* [TASK DATA]
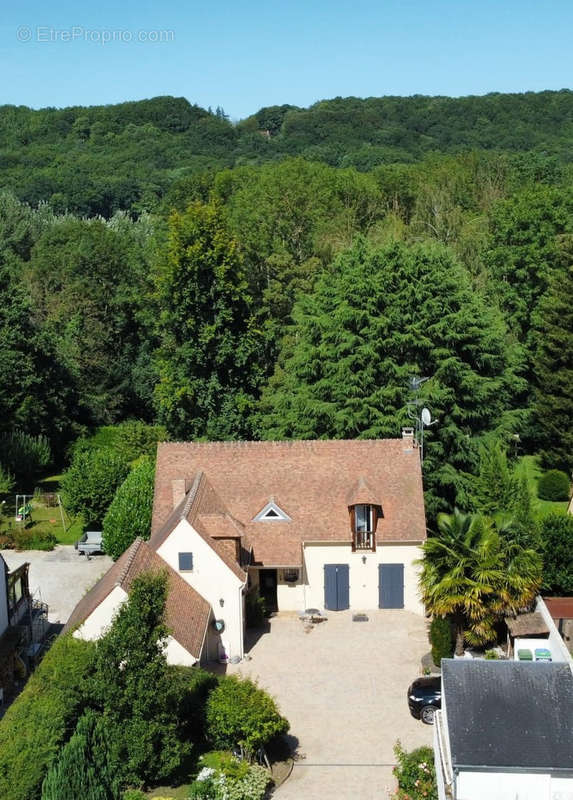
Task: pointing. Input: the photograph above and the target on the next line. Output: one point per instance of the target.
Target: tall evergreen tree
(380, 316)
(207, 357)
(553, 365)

* [YOUR TASK] In transcribing the material above, reproduce each line exactly and include none of the pictures.

* [WRITTEN SOLUTION]
Task: pointing. Input: the photograph above and the target on the next line. Output: one point per instance of the target.
Target: tall evergreen tree
(380, 316)
(207, 357)
(553, 365)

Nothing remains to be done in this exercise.